• [Directive]: Output the rows as a numbered list, omitting any blank lines.

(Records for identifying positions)
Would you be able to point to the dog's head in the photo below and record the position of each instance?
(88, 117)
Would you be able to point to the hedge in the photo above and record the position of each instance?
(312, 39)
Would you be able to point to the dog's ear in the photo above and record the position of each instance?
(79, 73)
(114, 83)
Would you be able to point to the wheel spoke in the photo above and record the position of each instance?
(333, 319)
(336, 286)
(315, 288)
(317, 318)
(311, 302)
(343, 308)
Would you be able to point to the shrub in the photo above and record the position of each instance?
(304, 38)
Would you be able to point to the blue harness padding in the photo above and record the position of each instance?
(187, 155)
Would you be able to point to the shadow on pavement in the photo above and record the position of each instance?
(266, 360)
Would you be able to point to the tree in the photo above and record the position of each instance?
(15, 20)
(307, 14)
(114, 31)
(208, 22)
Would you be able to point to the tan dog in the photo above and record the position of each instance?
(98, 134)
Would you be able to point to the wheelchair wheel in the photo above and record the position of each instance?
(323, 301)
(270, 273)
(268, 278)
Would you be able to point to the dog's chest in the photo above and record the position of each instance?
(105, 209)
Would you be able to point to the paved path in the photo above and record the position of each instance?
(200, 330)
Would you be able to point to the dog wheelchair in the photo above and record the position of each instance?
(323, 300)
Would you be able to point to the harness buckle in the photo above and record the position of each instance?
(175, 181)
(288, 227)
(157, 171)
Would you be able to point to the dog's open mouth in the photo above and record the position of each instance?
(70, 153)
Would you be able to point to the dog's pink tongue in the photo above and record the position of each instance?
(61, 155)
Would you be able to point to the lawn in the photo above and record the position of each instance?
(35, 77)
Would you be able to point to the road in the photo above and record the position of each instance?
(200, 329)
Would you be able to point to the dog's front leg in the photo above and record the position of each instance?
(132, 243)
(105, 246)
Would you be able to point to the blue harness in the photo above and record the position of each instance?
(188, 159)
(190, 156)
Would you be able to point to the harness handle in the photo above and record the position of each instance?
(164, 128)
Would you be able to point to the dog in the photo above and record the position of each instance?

• [Answer to this task]:
1. Would you be able to point to the dog's head in the photo below and record the position of each instance?
2. (88, 117)
3. Would you be able to point to the hedge in the photo above and record the position of each instance?
4. (312, 39)
5. Would you be able to point to the dog's ear in the photo above and record the position of each instance?
6. (79, 73)
7. (114, 83)
8. Would you be able to point to the wheel spoke in the photo above and record the position of each instance?
9. (333, 319)
10. (336, 286)
11. (315, 288)
12. (317, 318)
13. (311, 302)
14. (343, 308)
15. Would you be able to point to the shrub in the photo above and record the position of each instance?
16. (304, 38)
17. Would you be able to point to the blue harness padding in the photo above and record the position of each instance?
18. (187, 155)
19. Would you be able to point to the shadow on pavement in the photo above and record the position of each instance?
20. (266, 360)
21. Would you be able to point to the tree in the photo above and record the position of each instance?
22. (15, 20)
23. (307, 14)
24. (114, 31)
25. (208, 22)
26. Would you be able to point to the tan dog in the photo above and record the position of each instance?
27. (98, 134)
28. Would you be able to point to the wheelchair wheel in the photo above and record the position of each instance?
29. (323, 301)
30. (270, 273)
31. (268, 278)
32. Would you be able to point to the dog's chest in the photo above and record the position of each instance?
33. (105, 209)
34. Would you be able to point to the paved path in the photo above and record the position of each instance?
35. (200, 330)
36. Would you be able to point to the dog wheelchair in the photo above and record the position of each instance?
37. (323, 300)
38. Would you be able to point to the harness buckle in the photo above and record the position of each instance?
39. (175, 181)
40. (288, 227)
41. (157, 171)
42. Would you be able to point to the dog's open mouth in the photo above and record the position of each instance?
43. (70, 153)
44. Would you be able to point to the dog's pink tongue in the photo above and record the position of each instance?
45. (61, 155)
46. Would you be able to point to the lawn in the photo above and record the position of each instance?
47. (35, 77)
48. Would you be able to point to the road in the photo above and record the position of each instance?
49. (200, 329)
50. Would you be able to point to the dog's front leg in the photo above and record the position of each instance?
51. (132, 243)
52. (105, 246)
53. Would you be able to point to the blue harness in the photo above and record the position of each instance?
54. (188, 159)
55. (190, 156)
56. Would you be able to point to the harness handle in the photo above and record the position of each instance?
57. (164, 128)
58. Would you be able to point to the dog in the photo above and record the position of each instance?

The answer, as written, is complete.